** Exercise **
Look below for the line containing "[[214, 171], [257, 260]]"; from there, print each line exactly up to and including the line containing "[[88, 128], [101, 101], [262, 231]]", and stop.

[Collected data]
'''

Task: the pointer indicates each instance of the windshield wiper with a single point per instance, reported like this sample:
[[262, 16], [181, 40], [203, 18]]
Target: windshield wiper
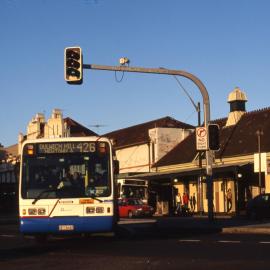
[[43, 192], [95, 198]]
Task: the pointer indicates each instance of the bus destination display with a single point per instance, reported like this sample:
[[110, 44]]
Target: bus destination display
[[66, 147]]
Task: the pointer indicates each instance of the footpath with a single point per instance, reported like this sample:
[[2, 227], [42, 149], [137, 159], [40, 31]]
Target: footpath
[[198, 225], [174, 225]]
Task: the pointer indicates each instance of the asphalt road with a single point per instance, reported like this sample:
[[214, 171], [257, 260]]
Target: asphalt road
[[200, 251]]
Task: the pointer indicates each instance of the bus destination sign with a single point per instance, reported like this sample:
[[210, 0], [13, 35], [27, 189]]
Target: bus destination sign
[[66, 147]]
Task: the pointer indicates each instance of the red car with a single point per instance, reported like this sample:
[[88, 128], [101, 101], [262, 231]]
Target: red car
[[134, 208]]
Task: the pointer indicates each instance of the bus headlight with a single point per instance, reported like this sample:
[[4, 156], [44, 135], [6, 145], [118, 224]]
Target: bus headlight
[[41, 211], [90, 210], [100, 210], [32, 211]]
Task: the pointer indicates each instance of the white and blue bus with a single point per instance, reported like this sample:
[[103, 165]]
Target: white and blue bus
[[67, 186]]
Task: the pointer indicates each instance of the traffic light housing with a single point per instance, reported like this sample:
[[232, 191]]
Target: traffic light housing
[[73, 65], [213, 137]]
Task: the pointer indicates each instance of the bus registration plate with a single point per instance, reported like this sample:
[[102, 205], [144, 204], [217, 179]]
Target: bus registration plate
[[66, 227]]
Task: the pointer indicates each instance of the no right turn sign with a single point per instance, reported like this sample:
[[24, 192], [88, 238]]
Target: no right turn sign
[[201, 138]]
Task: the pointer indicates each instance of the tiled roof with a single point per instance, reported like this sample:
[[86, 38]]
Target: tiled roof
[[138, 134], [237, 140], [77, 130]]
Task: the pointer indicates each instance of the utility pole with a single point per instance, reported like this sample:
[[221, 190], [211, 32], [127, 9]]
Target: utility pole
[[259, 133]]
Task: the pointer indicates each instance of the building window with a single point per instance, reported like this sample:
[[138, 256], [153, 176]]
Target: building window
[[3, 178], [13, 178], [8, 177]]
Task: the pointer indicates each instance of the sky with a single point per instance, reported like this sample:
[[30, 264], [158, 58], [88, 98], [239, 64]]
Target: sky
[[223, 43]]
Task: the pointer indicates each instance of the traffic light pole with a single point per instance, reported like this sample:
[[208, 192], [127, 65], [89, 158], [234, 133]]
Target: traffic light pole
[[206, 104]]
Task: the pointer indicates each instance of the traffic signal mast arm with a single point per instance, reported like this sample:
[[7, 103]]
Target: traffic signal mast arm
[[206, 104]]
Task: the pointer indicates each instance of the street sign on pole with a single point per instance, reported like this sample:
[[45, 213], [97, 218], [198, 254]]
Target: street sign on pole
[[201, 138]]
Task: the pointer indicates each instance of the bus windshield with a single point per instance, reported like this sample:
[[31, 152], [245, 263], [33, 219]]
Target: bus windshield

'''

** Reply **
[[214, 171], [257, 260]]
Target: asphalt road
[[200, 251]]
Task: the pointer indicates each instance of the bus destination sign with a single point per instance, reported like this sample:
[[210, 0], [13, 35], [27, 189]]
Target: bus destination sign
[[66, 147]]
Task: the pointer indicates each instance of the red car with a single point per instance, reported like this sample:
[[88, 128], [101, 101], [262, 231]]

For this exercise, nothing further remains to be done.